━━━━━ Text

According to the most recent data, only 7% of attorneys refer to their practice as virtual. 35% of attorneys think that virtual practices or appointments are the best way to interact with their clients. However, this data was taken in 2015, so this attitude has likely changed since 2020.
Due to the pandemic, lawyers had no choice but to connect with their clients over the internet. There’s a high likelihood that lawyers are changing their minds as they see how easy and convenient it is to communicate online. Still, security seems to be a challenge for lawyers.
Cloud-based services are safer than your own computer’s hard drive and traditional phone lines if you work with the right provider. Plus, the cloud can allow you to sign documents quickly.
How Do Virtual Law Practices Save Time?
Why do people hate going to the doctors, hairdressers, or other appointment-based services? Because clients, patients, or customers rarely get seen at the time their appointment should have begun. This makes it impossible for anyone to plan their day around these services.
Since customers, clients, and patients expect to wait half an hour or longer for their appointment, they aren’t in a rush. So even if everything is running like clockwork, at least one person is going to be late, which disrupts the rest of the day. Virtual appointments can help here.
With virtual appointments, clients looking for a lawyer don’t have to book time off of work, travel, or wait in the office. They’re called when they’re called. If someone is late, they cut their time down and can hang up when the next call is meant to begin. It’s a win-win for everyone.

━━━━━━━━━━

§ **Task goal**: From the text on virtual law practices, extract verbatim the words from "Why do people" up to and including "win-win for everyone.".

━━━━━ Data excerpt

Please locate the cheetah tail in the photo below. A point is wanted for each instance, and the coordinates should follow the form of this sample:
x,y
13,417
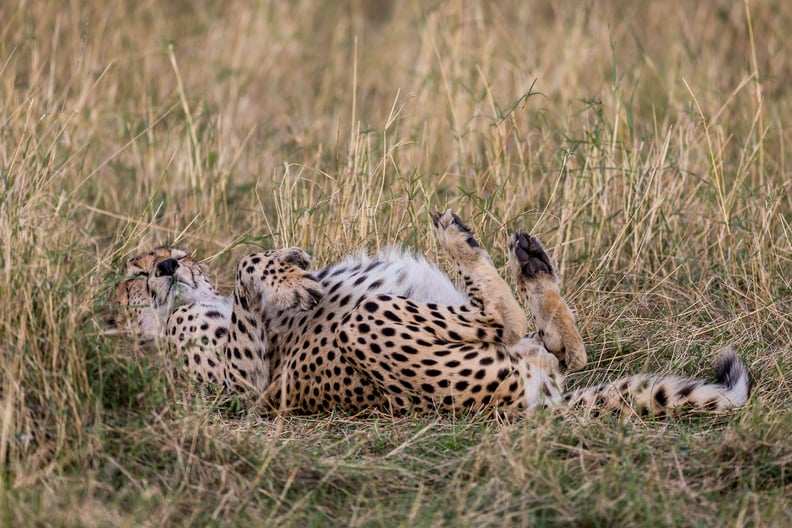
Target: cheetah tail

━━━━━━━━━━

§ **Solution for this exercise**:
Why do people hate going to the doctors, hairdressers, or other appointment-based services? Because clients, patients, or customers rarely get seen at the time their appointment should have begun. This makes it impossible for anyone to plan their day around these services.
Since customers, clients, and patients expect to wait half an hour or longer for their appointment, they aren’t in a rush. So even if everything is running like clockwork, at least one person is going to be late, which disrupts the rest of the day. Virtual appointments can help here.
With virtual appointments, clients looking for a lawyer don’t have to book time off of work, travel, or wait in the office. They’re called when they’re called. If someone is late, they cut their time down and can hang up when the next call is meant to begin. It’s a win-win for everyone.